▶ **Directions**: Return the records word for word, starting at the beginning and ending with the line that contains "point(32, 23)", that line included. Omit the pictures from your answer.

-*-*-

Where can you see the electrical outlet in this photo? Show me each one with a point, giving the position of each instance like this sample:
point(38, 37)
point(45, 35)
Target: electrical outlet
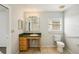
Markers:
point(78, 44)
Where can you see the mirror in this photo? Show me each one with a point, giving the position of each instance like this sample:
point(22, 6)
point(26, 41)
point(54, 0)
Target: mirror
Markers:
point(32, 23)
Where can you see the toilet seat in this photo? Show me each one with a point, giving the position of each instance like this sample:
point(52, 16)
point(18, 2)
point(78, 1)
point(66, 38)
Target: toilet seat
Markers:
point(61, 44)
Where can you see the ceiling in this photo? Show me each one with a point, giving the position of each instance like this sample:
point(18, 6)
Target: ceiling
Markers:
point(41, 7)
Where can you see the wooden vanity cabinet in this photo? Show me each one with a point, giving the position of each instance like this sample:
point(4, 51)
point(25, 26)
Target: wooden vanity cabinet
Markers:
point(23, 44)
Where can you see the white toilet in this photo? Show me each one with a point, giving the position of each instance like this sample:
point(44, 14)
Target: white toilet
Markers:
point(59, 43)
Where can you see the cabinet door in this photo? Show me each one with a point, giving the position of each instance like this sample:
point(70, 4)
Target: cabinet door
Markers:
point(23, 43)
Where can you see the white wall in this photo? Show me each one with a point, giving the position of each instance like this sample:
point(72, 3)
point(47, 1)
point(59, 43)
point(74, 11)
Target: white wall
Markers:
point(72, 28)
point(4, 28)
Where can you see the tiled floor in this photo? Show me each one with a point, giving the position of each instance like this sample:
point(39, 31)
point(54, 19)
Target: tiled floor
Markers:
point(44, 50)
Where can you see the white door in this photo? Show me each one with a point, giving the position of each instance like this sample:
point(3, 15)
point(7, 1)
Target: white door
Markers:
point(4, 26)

-*-*-

▶ **Solution to the exercise**:
Where can you see the electrical outlet in this photo? Show me each one with a point, giving the position of each instance like this sample:
point(38, 37)
point(45, 35)
Target: electrical outlet
Markers:
point(78, 44)
Where can you see the mirror in this photo? Show me each one with a point, giving the position of each instance like this sample:
point(22, 6)
point(26, 41)
point(54, 0)
Target: mirror
Markers:
point(32, 23)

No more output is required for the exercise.